* What you need to do
1) In the interview excerpt, what does Molly Idle say her father's profession is?
2) Print everything in the interview excerpt from "And I found" down to "not so scary.".

-- begin Page --

And I think that while I’m having trouble putting it into words, I hope that’s what the picture conveys. I mean, for me, that is where I was with my Mana when she was no longer a part of our present but became a memory. And while those moments can be so incredibly difficult and painful to experience, they can also be unspeakably beautiful. And I cannot imagine not being there with her and being able to hold her hand in mind when that happened. And there are so many people throughout the last few years who haven’t been able to be with the people that they loved when that happened. And I now view it as even more of a privilege than I did when it happened.
Bianca Schulze: Molly, I wish we were in person because that was a very moving, hug-worthy response. And I’m so grateful for you being so open and sharing with us the, I guess, the quintessential meaning of this book for you.
I’m not Jewish, but I think that’s a Jewish saying that I really love that when somebody passes and you say, may her memory be a blessing, and I feel like that I just love that sentiment because that is almost what your book is. Your book is, ultimately, may her memory be a blessing. And it’s a reminder to anybody who picks it up and shares this book, you know, that we will experience loss at some point in our lives, and the memories of the people we lose are a blessing for most of us.
Molly Idle: And if we’re lucky, I mean, it sounds odd to say, but if we’re lucky, that’s what happens to us, right? That we love people so much that it is so hard to let them go. My dad is a mathematician, and I often think of the inverse relations of things or the direct relation of things mathematically. And I think our sense of loss is directly proportional to the love that we had for that person. So, if you’re lucky, you get to grieve for somebody that way, but also, what you’re really grieving is all the things you’ll miss.
And I found that as I worked on this book, the times that I would cry the hardest were happy tears. Like, I was laughing, there’s, like, that bittersweet feeling, things I would think of that we said to each other that were, like, ridiculous and, like, we laughed so hard, we cried, and they wouldn’t be that funny to anybody else. And all these millions of moments that we’re so lucky to have had. And I feel so incredibly fortunate to have a platform to express that in the form of a story and to make this conversation one that is not so scary.

-- end Page --
-- begin Record list --

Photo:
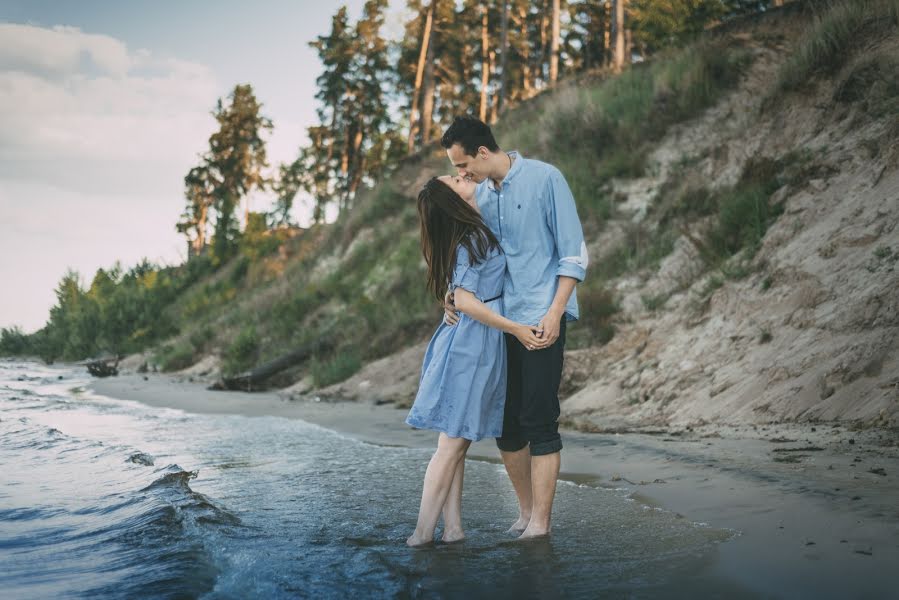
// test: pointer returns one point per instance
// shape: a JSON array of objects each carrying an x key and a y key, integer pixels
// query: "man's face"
[{"x": 471, "y": 167}]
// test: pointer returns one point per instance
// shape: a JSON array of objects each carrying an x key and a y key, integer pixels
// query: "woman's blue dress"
[{"x": 462, "y": 389}]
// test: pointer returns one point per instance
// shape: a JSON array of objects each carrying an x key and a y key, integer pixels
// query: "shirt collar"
[{"x": 516, "y": 167}]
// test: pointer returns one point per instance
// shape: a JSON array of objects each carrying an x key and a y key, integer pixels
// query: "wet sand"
[{"x": 816, "y": 506}]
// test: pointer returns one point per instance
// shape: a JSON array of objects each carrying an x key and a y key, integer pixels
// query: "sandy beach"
[{"x": 815, "y": 507}]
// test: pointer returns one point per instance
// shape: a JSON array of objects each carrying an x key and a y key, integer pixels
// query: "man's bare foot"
[
  {"x": 454, "y": 535},
  {"x": 520, "y": 525},
  {"x": 533, "y": 531},
  {"x": 416, "y": 541}
]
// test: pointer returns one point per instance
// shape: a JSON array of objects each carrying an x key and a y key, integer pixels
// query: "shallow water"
[{"x": 110, "y": 498}]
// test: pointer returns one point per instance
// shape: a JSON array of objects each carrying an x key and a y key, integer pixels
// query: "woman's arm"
[{"x": 469, "y": 304}]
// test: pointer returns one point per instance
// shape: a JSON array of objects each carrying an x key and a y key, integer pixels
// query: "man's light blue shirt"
[{"x": 534, "y": 217}]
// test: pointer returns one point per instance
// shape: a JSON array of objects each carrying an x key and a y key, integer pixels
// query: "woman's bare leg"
[
  {"x": 452, "y": 508},
  {"x": 438, "y": 480}
]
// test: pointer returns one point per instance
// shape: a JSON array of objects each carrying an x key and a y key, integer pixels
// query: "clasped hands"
[{"x": 538, "y": 337}]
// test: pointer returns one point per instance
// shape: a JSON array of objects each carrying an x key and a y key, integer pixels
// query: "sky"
[{"x": 105, "y": 106}]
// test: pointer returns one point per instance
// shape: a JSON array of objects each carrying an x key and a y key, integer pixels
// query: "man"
[{"x": 529, "y": 207}]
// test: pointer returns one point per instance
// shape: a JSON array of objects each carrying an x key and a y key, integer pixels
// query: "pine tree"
[{"x": 236, "y": 159}]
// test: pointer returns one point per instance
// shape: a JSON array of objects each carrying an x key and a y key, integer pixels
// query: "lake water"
[{"x": 106, "y": 498}]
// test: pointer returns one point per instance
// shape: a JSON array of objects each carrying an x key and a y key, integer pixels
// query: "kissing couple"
[{"x": 504, "y": 249}]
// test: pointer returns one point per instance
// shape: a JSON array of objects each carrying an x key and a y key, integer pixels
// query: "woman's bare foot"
[
  {"x": 453, "y": 535},
  {"x": 416, "y": 541},
  {"x": 533, "y": 531},
  {"x": 520, "y": 525}
]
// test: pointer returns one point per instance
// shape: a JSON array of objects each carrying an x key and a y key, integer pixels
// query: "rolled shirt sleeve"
[{"x": 566, "y": 228}]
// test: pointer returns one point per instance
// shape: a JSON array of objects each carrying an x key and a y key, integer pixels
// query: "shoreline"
[{"x": 815, "y": 507}]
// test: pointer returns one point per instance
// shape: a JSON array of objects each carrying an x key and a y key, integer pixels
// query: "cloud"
[
  {"x": 66, "y": 94},
  {"x": 95, "y": 139}
]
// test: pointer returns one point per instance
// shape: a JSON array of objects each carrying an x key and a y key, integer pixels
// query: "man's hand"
[
  {"x": 450, "y": 317},
  {"x": 548, "y": 329}
]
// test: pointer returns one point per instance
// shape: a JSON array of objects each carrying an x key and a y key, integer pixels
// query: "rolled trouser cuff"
[
  {"x": 546, "y": 447},
  {"x": 511, "y": 444}
]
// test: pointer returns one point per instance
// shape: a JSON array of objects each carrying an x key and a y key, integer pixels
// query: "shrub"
[
  {"x": 174, "y": 357},
  {"x": 243, "y": 351},
  {"x": 835, "y": 35}
]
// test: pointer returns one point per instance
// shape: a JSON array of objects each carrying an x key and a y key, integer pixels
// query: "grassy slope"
[{"x": 360, "y": 281}]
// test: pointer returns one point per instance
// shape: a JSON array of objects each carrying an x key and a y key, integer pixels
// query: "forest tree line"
[{"x": 380, "y": 100}]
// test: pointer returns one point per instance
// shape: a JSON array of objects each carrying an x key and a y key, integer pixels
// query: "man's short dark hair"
[{"x": 471, "y": 134}]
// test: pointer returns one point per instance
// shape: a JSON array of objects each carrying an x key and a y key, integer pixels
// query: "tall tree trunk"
[
  {"x": 419, "y": 72},
  {"x": 200, "y": 240},
  {"x": 355, "y": 176},
  {"x": 427, "y": 102},
  {"x": 554, "y": 45},
  {"x": 526, "y": 55},
  {"x": 619, "y": 35},
  {"x": 492, "y": 74},
  {"x": 504, "y": 49},
  {"x": 544, "y": 40},
  {"x": 607, "y": 33},
  {"x": 485, "y": 64}
]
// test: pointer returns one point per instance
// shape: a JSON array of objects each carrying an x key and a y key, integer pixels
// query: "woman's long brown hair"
[{"x": 446, "y": 222}]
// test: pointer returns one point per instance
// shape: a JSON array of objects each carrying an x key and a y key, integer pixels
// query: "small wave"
[
  {"x": 174, "y": 488},
  {"x": 141, "y": 458}
]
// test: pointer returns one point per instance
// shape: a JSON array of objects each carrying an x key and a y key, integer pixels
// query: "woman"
[{"x": 463, "y": 380}]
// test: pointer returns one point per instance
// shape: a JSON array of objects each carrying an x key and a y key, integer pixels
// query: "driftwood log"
[
  {"x": 103, "y": 367},
  {"x": 252, "y": 379}
]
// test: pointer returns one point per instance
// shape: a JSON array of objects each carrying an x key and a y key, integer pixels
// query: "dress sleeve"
[{"x": 465, "y": 275}]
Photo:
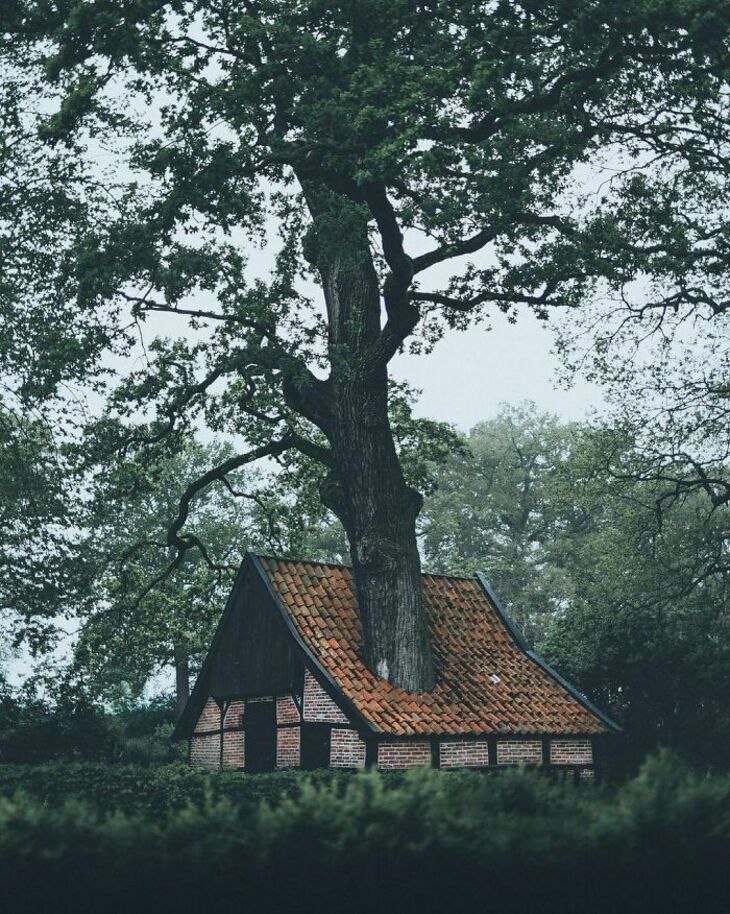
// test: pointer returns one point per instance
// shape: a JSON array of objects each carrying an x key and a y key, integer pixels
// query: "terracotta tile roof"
[{"x": 471, "y": 643}]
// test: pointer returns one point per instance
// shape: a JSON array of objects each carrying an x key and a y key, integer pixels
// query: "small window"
[{"x": 315, "y": 745}]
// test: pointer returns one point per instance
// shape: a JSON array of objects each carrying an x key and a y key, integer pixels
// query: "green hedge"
[
  {"x": 153, "y": 790},
  {"x": 427, "y": 842}
]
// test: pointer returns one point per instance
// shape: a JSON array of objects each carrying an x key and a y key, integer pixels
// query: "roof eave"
[{"x": 519, "y": 639}]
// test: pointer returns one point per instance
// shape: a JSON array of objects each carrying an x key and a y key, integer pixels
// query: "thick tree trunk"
[
  {"x": 378, "y": 510},
  {"x": 365, "y": 487},
  {"x": 182, "y": 682}
]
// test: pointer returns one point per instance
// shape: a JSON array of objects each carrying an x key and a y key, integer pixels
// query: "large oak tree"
[{"x": 151, "y": 143}]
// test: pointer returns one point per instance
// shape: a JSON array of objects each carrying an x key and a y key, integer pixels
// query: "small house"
[{"x": 284, "y": 686}]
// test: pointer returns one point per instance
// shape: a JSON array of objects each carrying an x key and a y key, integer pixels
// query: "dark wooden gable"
[
  {"x": 256, "y": 654},
  {"x": 253, "y": 651}
]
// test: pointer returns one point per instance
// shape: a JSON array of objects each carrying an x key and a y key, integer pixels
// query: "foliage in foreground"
[{"x": 436, "y": 841}]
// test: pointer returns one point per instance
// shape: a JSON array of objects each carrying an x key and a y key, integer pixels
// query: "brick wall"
[
  {"x": 210, "y": 717},
  {"x": 464, "y": 754},
  {"x": 347, "y": 750},
  {"x": 287, "y": 747},
  {"x": 287, "y": 711},
  {"x": 571, "y": 752},
  {"x": 519, "y": 752},
  {"x": 234, "y": 714},
  {"x": 403, "y": 755},
  {"x": 234, "y": 745},
  {"x": 205, "y": 751},
  {"x": 318, "y": 706}
]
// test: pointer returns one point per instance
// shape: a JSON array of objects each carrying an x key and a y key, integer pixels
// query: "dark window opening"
[
  {"x": 315, "y": 745},
  {"x": 260, "y": 724}
]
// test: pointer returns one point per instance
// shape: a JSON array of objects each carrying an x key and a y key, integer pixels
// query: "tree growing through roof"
[{"x": 386, "y": 141}]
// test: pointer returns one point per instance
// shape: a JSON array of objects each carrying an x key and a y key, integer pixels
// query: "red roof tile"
[{"x": 470, "y": 642}]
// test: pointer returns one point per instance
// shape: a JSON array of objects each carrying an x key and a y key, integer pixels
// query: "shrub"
[{"x": 426, "y": 841}]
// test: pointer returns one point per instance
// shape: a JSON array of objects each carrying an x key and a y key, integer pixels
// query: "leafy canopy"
[{"x": 190, "y": 158}]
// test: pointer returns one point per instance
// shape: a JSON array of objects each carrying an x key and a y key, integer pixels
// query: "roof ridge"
[{"x": 425, "y": 574}]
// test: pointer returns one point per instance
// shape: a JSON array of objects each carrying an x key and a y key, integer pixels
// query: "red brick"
[
  {"x": 571, "y": 752},
  {"x": 404, "y": 755},
  {"x": 464, "y": 754},
  {"x": 205, "y": 751},
  {"x": 519, "y": 752},
  {"x": 287, "y": 747},
  {"x": 347, "y": 750}
]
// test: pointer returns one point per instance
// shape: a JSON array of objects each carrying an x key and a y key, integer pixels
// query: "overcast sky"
[{"x": 471, "y": 373}]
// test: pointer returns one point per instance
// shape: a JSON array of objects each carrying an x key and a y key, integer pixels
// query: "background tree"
[
  {"x": 146, "y": 612},
  {"x": 631, "y": 603},
  {"x": 388, "y": 140},
  {"x": 505, "y": 507},
  {"x": 645, "y": 631},
  {"x": 40, "y": 572}
]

-- end Record list --

* Task-by-task solutions
1) He is a mathematician.

2)
And I found that as I worked on this book, the times that I would cry the hardest were happy tears. Like, I was laughing, there’s, like, that bittersweet feeling, things I would think of that we said to each other that were, like, ridiculous and, like, we laughed so hard, we cried, and they wouldn’t be that funny to anybody else. And all these millions of moments that we’re so lucky to have had. And I feel so incredibly fortunate to have a platform to express that in the form of a story and to make this conversation one that is not so scary.